Instructions for the task: In the data, extract each line that holds the string "form".

Data:
◆ ◆ ◆ ◆ ◆

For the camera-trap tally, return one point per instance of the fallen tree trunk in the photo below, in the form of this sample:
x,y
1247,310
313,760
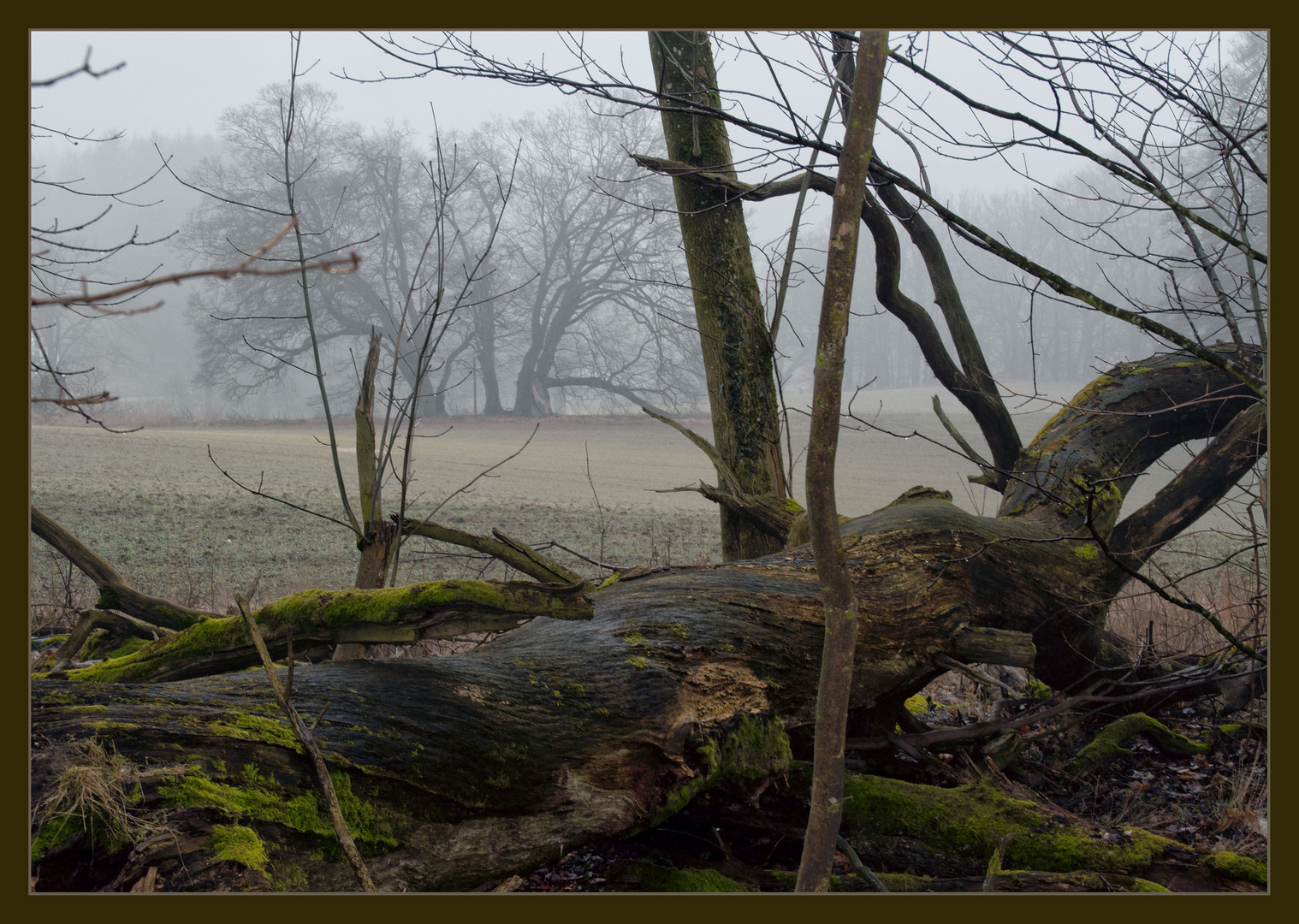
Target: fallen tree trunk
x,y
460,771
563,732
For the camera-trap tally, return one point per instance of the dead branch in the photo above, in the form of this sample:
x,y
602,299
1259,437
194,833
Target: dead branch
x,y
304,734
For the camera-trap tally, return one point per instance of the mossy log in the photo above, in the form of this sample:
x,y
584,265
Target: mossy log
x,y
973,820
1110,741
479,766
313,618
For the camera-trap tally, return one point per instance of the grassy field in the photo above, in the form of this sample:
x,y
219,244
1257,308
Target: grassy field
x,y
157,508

◆ ◆ ◆ ◆ ◆

Completed task:
For the camera-trap tally, return one point per instance of the fallen tree trunk in the photo below, in the form of this sample:
For the camera-trap tally, return one point per instance of the dead branch in the photo above, in the form of this sample:
For the camera-trap tally, return one point per instance of the mossy log in the photo above, in the form of this sample:
For the camera-trap tally, return one point per instance of the grassy field in the photo above, in the form of this sample:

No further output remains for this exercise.